→ **TASK REQUIREMENTS**
A stretch of the entries below is to be set down exactly, running from the line with "Locate the dome" through the line with "pixel 601 427", both included, and no other line.
---
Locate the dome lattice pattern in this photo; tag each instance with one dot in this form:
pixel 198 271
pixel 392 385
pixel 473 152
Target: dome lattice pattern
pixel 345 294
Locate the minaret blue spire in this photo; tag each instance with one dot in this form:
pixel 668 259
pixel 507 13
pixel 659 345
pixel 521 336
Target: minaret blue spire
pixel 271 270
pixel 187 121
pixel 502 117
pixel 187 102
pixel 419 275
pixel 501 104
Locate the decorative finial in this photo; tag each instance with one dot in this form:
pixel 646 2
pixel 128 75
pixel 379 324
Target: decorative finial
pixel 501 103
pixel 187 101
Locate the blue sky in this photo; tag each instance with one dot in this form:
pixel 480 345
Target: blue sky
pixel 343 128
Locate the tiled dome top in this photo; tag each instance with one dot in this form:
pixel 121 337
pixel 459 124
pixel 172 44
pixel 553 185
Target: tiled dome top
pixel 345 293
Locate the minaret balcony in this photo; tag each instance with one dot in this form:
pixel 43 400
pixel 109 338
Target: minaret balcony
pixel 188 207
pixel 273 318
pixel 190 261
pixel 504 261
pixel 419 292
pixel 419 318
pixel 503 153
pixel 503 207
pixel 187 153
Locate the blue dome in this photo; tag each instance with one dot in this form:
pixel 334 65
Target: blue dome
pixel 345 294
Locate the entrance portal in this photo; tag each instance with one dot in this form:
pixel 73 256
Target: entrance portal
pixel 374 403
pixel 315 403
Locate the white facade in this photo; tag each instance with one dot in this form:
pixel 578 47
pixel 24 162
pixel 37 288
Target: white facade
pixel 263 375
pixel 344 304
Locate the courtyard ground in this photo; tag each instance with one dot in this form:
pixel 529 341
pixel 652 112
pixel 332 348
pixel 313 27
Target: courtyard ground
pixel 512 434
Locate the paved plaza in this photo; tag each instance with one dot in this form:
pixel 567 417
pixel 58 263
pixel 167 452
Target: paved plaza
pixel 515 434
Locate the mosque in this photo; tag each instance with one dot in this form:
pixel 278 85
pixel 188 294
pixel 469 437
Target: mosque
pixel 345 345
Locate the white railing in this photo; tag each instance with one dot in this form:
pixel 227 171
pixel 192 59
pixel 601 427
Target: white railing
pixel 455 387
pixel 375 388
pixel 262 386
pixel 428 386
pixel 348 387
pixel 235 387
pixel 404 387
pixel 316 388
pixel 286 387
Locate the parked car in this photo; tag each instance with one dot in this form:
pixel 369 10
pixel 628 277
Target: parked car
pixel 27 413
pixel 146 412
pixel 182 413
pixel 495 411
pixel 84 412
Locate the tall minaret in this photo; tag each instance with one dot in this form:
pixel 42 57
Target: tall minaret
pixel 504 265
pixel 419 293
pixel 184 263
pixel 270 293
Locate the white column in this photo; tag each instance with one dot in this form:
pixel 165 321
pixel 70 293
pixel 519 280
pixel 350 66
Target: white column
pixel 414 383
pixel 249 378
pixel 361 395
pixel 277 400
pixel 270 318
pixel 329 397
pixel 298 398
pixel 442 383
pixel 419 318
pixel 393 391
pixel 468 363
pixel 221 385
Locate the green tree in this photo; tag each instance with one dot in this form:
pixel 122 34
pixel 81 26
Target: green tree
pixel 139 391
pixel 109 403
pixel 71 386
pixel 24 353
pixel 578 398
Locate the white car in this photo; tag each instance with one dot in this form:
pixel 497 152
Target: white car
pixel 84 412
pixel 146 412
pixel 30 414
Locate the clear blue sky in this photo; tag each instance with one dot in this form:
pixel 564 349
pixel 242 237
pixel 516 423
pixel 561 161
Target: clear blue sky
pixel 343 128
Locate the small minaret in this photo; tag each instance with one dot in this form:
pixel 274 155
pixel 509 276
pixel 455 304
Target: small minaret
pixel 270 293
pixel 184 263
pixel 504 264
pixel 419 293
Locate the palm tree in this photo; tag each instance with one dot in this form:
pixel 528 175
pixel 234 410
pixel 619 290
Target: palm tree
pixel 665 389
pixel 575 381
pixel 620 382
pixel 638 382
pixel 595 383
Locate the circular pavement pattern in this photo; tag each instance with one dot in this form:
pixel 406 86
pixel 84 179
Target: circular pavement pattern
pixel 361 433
---
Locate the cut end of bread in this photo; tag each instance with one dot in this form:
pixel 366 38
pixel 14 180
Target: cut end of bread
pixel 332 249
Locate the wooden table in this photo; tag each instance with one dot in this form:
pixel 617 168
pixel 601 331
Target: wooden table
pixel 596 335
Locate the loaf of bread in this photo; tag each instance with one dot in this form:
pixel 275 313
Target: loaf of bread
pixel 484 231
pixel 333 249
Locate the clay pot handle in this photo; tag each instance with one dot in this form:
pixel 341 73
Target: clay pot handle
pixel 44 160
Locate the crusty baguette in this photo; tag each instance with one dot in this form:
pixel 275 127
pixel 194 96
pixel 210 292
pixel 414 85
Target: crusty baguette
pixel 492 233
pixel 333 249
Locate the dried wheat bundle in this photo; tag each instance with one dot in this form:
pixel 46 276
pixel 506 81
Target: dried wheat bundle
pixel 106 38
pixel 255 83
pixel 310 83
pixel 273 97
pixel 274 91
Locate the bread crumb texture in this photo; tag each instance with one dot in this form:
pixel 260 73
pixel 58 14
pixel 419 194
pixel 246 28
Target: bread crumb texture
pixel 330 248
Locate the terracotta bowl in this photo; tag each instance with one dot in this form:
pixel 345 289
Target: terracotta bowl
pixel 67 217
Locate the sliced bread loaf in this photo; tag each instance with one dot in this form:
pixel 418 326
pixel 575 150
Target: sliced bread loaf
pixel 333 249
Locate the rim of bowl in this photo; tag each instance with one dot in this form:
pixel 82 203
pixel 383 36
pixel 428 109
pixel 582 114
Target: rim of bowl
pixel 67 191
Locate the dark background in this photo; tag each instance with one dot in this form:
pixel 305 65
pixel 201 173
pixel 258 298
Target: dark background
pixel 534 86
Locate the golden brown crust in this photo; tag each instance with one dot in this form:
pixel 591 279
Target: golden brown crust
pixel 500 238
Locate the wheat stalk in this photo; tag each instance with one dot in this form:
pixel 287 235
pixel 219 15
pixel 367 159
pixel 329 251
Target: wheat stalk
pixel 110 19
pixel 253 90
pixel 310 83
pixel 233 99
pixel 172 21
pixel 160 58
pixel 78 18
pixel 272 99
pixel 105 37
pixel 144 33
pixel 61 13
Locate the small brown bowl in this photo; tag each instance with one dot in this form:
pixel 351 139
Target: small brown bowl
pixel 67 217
---
→ **TASK RESPONSE**
Locate the dome lattice pattern in this photo; tag each instance with one dot in this form:
pixel 198 271
pixel 392 385
pixel 473 152
Target: dome lattice pattern
pixel 345 294
Locate the minaret blue spire in this photo; tag each instance with one dot in this form:
pixel 668 259
pixel 507 13
pixel 659 345
pixel 521 336
Target: minaret blue spire
pixel 271 270
pixel 187 121
pixel 502 117
pixel 187 102
pixel 419 275
pixel 501 104
Locate the decorative finial in this photo; tag each instance with one dot in this form:
pixel 646 2
pixel 128 75
pixel 379 324
Target: decorative finial
pixel 501 103
pixel 187 101
Locate the blue sky in this photo; tag each instance with one dot in this form:
pixel 480 345
Target: blue sky
pixel 343 128
Locate the tiled dome top in this photo; tag each instance with one dot in this form:
pixel 121 337
pixel 459 124
pixel 172 44
pixel 553 185
Target: tiled dome top
pixel 345 293
Locate the minaret balcony in this photo; tag each instance with one dot in this form:
pixel 43 400
pixel 109 338
Target: minaret balcony
pixel 188 207
pixel 273 318
pixel 190 261
pixel 504 261
pixel 419 292
pixel 419 318
pixel 503 153
pixel 503 207
pixel 187 153
Locate the blue dome in this photo; tag each instance with one dot in this form:
pixel 334 65
Target: blue dome
pixel 345 294
Locate the entrance portal in this photo; tag each instance with one dot in this form:
pixel 73 256
Target: entrance portal
pixel 374 403
pixel 315 403
Locate the white facade in this photo; tag each instance with one dot in this form:
pixel 578 47
pixel 24 162
pixel 37 288
Target: white facade
pixel 263 375
pixel 344 304
Locate the courtyard ground in this photo; tag each instance with one dot in this form:
pixel 529 341
pixel 652 112
pixel 332 348
pixel 313 27
Target: courtyard ground
pixel 512 434
Locate the paved plaza in this photo; tag each instance with one dot in this form:
pixel 567 417
pixel 58 263
pixel 167 452
Target: paved plaza
pixel 515 434
Locate the mosque in this photo; tag each instance with one dot in this form:
pixel 278 85
pixel 188 294
pixel 469 437
Target: mosque
pixel 345 345
Locate the white railing in this photo; tag each instance with one dot in this form:
pixel 227 171
pixel 192 59
pixel 601 427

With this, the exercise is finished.